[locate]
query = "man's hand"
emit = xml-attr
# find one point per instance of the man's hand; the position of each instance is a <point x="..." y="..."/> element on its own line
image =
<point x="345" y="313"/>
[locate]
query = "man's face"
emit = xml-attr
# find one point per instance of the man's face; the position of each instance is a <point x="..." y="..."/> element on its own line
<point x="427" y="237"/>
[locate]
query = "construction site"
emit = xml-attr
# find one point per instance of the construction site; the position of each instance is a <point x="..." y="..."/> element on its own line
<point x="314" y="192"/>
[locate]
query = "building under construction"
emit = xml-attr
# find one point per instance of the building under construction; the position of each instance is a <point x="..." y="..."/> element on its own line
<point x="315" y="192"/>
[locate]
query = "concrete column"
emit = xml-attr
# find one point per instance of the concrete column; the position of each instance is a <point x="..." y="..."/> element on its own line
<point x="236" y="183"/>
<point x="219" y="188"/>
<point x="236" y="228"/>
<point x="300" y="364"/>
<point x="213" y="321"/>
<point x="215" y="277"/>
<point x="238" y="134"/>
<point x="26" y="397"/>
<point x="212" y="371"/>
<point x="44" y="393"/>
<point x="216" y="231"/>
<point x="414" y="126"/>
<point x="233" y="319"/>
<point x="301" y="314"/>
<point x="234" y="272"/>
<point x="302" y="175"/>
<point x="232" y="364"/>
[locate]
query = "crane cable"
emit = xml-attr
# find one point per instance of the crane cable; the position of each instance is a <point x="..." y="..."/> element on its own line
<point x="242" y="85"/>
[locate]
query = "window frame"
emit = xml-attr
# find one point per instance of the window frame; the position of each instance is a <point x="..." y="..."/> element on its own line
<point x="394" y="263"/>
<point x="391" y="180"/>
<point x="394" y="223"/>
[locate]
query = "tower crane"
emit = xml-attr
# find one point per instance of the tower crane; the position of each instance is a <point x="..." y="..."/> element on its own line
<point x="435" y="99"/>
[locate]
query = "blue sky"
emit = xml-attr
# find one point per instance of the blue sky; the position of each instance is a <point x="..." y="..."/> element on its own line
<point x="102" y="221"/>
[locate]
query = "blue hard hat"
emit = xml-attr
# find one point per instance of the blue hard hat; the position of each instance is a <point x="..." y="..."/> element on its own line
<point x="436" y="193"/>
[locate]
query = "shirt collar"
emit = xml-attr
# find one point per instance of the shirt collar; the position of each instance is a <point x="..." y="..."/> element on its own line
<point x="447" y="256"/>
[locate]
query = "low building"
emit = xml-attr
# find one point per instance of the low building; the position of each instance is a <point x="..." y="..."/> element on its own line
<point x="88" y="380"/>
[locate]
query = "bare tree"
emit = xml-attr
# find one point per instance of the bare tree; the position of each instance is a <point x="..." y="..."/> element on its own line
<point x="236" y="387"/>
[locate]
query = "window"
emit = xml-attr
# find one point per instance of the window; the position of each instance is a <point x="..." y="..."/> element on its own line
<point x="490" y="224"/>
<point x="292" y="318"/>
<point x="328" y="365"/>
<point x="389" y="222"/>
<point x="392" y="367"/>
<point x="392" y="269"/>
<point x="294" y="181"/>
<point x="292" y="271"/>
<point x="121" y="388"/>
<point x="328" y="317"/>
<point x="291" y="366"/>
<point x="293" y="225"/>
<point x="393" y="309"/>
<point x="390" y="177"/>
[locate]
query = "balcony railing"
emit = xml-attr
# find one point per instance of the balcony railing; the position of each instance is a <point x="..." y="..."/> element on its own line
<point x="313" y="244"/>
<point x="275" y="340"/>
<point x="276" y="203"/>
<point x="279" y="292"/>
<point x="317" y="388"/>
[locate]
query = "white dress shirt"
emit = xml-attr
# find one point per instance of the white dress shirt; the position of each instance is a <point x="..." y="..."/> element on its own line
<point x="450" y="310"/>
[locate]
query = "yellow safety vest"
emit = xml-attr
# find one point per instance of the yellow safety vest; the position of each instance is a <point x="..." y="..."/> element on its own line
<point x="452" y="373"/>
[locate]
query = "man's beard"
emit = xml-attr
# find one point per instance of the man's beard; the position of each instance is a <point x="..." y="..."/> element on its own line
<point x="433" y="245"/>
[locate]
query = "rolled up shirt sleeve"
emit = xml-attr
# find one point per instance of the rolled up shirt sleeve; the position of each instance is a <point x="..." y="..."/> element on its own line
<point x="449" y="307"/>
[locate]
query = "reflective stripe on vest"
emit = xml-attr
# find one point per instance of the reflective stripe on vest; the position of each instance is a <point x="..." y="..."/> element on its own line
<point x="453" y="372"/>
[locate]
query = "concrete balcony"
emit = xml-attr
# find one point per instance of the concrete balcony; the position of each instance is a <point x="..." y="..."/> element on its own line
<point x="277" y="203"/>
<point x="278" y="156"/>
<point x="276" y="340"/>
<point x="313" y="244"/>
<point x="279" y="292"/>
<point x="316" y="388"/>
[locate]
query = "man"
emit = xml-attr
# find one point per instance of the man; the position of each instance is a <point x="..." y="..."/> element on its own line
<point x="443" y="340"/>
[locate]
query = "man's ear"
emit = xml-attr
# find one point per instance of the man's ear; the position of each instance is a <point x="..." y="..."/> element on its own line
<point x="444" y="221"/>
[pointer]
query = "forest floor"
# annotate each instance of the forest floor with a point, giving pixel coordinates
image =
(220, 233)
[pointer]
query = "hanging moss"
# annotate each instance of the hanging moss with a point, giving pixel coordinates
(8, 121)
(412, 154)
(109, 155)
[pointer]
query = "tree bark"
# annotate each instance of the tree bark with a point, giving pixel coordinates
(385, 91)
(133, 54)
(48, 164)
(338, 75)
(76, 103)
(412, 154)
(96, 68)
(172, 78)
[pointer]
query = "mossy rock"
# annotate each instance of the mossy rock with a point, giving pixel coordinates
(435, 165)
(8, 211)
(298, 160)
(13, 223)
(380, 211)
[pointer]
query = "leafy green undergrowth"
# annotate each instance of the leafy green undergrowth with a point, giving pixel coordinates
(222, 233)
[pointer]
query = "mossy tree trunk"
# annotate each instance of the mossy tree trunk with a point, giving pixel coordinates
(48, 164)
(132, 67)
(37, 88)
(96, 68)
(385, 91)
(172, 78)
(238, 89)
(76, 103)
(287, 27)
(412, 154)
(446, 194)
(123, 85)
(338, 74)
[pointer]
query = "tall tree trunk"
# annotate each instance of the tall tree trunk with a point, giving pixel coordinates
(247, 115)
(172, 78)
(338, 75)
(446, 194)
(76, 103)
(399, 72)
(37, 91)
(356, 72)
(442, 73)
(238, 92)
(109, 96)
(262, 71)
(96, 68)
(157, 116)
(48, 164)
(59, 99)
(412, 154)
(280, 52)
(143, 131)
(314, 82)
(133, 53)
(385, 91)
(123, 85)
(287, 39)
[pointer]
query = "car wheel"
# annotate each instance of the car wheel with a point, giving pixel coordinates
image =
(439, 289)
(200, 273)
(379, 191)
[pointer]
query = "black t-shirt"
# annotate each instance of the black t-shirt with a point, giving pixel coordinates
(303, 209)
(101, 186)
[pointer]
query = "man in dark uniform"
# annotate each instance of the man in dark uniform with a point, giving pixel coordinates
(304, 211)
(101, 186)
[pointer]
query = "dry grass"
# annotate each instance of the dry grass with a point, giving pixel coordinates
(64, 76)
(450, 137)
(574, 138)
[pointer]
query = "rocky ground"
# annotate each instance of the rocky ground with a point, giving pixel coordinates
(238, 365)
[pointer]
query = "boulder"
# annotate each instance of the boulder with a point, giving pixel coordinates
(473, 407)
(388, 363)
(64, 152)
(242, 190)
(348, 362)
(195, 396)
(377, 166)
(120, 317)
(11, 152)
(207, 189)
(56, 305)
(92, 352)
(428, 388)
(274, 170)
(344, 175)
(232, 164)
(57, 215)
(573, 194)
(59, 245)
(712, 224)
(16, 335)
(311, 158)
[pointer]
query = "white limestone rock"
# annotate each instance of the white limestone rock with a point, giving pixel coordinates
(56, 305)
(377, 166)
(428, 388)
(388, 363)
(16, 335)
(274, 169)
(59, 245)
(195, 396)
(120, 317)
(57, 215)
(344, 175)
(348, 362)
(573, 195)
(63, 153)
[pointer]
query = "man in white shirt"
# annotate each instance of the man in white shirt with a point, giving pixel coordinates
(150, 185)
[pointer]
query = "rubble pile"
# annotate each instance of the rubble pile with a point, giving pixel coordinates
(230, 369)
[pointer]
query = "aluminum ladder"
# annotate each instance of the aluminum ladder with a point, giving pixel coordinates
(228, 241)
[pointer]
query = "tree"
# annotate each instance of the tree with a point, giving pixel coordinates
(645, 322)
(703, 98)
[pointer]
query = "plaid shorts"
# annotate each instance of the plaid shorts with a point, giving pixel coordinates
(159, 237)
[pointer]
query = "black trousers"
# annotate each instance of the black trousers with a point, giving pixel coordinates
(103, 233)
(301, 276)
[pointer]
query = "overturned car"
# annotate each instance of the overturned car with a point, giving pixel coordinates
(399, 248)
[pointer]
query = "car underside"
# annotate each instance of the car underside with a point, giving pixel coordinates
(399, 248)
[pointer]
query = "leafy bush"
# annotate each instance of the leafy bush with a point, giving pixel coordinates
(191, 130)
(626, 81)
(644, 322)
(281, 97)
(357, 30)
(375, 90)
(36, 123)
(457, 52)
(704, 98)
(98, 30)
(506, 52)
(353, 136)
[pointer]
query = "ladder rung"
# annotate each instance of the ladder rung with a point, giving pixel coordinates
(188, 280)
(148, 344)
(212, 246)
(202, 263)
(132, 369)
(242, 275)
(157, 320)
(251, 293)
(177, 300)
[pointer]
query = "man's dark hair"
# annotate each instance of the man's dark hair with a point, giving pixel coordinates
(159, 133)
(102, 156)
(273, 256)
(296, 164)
..........
Which of the lines in the material carry the string "floor"? Pull them out.

**Task output**
query = "forest floor"
# annotate each instance of the forest floor with a point, giving pixel coordinates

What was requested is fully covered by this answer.